• [Directive 1] From the passage about crafting below, quote the part starting with "She's lived vicariously" and going on through "It's her fault.".

• [Extract provided]

She's lived vicariously through my crafting for as long as I can remember. I think I was 8 when I was enrolled in 5 different crafting classes over the course of the summer at our local community center, doing everything from decoupage to painting a light up ceramic Christmas tree (a miniature of one she made when she was in her 20s). I adored the woman who taught the classes because she is one of the reasons why I still love crafting today. It's her fault.

I've always dabbled, and am therefore halfway decent at about half a million things. In middle school, I took up drawing, and did nothing BUT draw (and, ya know, ballet and tap and such) for about 6 months before I discovered the joys of writing. I couldn't even begin to tell you how many half empty sketch books and journals I've started and discarded because I became interested in something else. I then took up painting, went back to writing, did a little sewing, cross stitch, latch hook, and went back to writing.

• [Directive 2] In the records, print only the lines starting with the line that contains "Could you check if any blue" and going on through the line that contains "[706,746,1247,790]", with both of those lines included.

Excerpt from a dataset
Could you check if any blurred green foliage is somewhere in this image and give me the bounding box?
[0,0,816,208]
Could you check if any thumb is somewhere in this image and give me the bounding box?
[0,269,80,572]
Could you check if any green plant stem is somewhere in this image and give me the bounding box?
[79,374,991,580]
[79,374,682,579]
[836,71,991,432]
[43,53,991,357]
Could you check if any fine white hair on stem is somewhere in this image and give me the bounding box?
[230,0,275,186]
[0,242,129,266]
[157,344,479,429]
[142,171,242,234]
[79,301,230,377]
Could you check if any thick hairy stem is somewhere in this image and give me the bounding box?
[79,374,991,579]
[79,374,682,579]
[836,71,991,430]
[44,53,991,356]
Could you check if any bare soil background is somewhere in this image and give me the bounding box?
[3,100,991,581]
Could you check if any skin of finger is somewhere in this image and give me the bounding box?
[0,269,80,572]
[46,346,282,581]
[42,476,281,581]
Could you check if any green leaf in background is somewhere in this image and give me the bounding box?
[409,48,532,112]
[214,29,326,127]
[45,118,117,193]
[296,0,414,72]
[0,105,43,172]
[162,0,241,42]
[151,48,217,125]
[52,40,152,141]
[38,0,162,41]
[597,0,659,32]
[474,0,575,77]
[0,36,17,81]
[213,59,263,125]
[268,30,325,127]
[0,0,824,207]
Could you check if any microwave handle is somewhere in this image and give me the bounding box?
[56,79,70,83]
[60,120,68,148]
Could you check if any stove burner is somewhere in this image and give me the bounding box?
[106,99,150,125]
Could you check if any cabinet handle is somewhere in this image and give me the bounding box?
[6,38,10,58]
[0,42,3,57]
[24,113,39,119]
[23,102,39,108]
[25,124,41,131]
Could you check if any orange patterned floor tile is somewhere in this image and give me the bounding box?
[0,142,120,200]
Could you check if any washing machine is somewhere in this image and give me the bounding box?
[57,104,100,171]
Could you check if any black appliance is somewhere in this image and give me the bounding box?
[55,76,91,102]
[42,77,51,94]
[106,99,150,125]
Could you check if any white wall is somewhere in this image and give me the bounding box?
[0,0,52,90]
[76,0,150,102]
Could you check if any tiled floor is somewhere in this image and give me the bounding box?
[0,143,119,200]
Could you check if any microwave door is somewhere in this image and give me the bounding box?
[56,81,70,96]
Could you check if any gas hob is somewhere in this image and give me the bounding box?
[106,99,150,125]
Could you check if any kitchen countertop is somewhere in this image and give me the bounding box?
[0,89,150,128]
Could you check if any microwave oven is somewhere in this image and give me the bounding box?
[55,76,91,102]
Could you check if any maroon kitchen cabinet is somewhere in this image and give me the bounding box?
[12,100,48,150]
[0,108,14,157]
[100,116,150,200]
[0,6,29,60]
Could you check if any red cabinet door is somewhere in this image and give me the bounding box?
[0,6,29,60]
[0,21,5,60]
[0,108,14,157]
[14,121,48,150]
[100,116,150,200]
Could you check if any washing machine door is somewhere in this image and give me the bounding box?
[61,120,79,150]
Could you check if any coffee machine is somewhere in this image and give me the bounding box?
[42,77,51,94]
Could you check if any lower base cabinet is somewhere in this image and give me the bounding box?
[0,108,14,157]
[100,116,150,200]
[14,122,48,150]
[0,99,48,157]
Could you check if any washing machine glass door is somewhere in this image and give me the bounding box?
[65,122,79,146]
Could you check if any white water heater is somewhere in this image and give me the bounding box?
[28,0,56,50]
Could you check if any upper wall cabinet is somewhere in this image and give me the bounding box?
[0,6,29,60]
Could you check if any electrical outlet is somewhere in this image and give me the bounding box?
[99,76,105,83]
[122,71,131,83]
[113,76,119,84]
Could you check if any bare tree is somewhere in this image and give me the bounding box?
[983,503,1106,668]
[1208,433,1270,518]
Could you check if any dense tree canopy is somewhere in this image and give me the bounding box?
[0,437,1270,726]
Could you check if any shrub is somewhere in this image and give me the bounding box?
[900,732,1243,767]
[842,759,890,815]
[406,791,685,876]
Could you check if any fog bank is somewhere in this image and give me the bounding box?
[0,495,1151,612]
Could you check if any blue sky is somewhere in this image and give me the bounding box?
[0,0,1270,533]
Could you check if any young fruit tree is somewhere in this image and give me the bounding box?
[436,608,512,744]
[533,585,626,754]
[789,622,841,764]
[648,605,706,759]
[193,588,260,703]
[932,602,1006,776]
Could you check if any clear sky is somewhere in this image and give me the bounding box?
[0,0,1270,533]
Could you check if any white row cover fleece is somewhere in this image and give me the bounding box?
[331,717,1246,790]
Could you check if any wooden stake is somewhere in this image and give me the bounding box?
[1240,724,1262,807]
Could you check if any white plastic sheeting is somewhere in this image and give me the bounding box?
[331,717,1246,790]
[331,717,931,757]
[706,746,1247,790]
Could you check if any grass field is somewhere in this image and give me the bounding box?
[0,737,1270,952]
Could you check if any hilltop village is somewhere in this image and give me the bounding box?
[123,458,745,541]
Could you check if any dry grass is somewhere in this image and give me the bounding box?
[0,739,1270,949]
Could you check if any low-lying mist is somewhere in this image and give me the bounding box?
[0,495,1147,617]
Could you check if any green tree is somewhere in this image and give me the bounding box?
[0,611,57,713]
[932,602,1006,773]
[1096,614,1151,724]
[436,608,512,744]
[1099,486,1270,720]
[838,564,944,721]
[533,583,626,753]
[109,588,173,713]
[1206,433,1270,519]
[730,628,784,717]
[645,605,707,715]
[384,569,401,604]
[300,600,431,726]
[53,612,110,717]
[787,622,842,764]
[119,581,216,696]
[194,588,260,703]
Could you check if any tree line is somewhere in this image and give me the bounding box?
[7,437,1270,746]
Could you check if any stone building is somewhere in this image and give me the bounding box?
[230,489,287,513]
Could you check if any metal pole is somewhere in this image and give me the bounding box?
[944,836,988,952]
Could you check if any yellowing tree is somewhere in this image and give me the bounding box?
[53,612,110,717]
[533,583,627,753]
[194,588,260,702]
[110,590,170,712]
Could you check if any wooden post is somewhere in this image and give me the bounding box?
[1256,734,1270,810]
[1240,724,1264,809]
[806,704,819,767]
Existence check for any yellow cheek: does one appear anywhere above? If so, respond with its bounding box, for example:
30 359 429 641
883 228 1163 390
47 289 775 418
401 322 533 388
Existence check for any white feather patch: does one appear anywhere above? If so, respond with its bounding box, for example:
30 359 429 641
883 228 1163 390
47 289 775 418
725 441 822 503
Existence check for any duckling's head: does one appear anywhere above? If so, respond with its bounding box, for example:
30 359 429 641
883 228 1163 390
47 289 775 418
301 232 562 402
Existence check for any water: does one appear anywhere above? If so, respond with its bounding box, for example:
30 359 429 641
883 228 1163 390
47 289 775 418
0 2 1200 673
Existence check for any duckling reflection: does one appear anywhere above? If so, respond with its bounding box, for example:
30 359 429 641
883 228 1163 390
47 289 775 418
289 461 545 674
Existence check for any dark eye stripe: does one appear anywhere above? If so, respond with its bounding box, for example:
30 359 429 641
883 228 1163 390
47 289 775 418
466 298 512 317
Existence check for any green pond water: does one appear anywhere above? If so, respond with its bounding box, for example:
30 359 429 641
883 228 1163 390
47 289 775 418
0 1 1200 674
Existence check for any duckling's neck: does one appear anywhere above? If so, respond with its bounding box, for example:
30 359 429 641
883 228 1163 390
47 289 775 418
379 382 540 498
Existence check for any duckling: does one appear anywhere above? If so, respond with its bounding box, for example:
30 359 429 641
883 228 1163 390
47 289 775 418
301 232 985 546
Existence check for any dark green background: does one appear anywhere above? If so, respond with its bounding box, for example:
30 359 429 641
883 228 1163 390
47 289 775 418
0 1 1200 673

• [Finished answer 1]
She's lived vicariously through my crafting for as long as I can remember. I think I was 8 when I was enrolled in 5 different crafting classes over the course of the summer at our local community center, doing everything from decoupage to painting a light up ceramic Christmas tree (a miniature of one she made when she was in her 20s). I adored the woman who taught the classes because she is one of the reasons why I still love crafting today. It's her fault.

• [Finished answer 2]
Could you check if any blue sky is somewhere in this image and give me the bounding box?
[0,0,1270,533]
Could you check if any young fruit tree is somewhere in this image and give me the bounding box?
[436,608,512,744]
[533,585,626,754]
[789,622,841,764]
[648,605,706,759]
[193,588,260,703]
[932,602,1006,776]
Could you check if any clear sky is somewhere in this image and give me the bounding box?
[0,0,1270,533]
Could you check if any white row cover fleece is somewhere in this image and give me the bounding box?
[331,717,1246,790]
Could you check if any wooden stake is somewhere in this image and give me the bounding box?
[1240,724,1262,807]
Could you check if any white plastic sheeting is somewhere in this image and give me the bounding box?
[331,717,1246,790]
[331,717,931,757]
[706,746,1247,790]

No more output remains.